Given request.
Count the lines in the listing below that contain the string "element". Reply with only that number.

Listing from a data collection

┌──

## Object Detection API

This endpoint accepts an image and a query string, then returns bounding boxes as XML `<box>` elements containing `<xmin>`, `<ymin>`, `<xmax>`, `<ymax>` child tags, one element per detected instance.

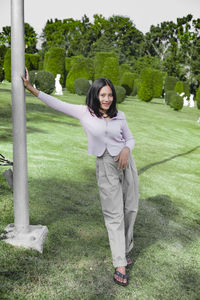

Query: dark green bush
<box><xmin>119</xmin><ymin>64</ymin><xmax>131</xmax><ymax>78</ymax></box>
<box><xmin>3</xmin><ymin>48</ymin><xmax>11</xmax><ymax>82</ymax></box>
<box><xmin>115</xmin><ymin>85</ymin><xmax>126</xmax><ymax>103</ymax></box>
<box><xmin>43</xmin><ymin>47</ymin><xmax>65</xmax><ymax>86</ymax></box>
<box><xmin>138</xmin><ymin>68</ymin><xmax>153</xmax><ymax>102</ymax></box>
<box><xmin>164</xmin><ymin>76</ymin><xmax>177</xmax><ymax>93</ymax></box>
<box><xmin>74</xmin><ymin>78</ymin><xmax>90</xmax><ymax>95</ymax></box>
<box><xmin>170</xmin><ymin>95</ymin><xmax>183</xmax><ymax>110</ymax></box>
<box><xmin>119</xmin><ymin>71</ymin><xmax>138</xmax><ymax>95</ymax></box>
<box><xmin>29</xmin><ymin>53</ymin><xmax>40</xmax><ymax>70</ymax></box>
<box><xmin>66</xmin><ymin>57</ymin><xmax>94</xmax><ymax>93</ymax></box>
<box><xmin>35</xmin><ymin>71</ymin><xmax>55</xmax><ymax>94</ymax></box>
<box><xmin>183</xmin><ymin>81</ymin><xmax>190</xmax><ymax>99</ymax></box>
<box><xmin>165</xmin><ymin>90</ymin><xmax>176</xmax><ymax>105</ymax></box>
<box><xmin>195</xmin><ymin>86</ymin><xmax>200</xmax><ymax>109</ymax></box>
<box><xmin>174</xmin><ymin>81</ymin><xmax>184</xmax><ymax>95</ymax></box>
<box><xmin>152</xmin><ymin>70</ymin><xmax>163</xmax><ymax>98</ymax></box>
<box><xmin>29</xmin><ymin>70</ymin><xmax>37</xmax><ymax>85</ymax></box>
<box><xmin>94</xmin><ymin>52</ymin><xmax>119</xmax><ymax>84</ymax></box>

└──

Exercise solution.
1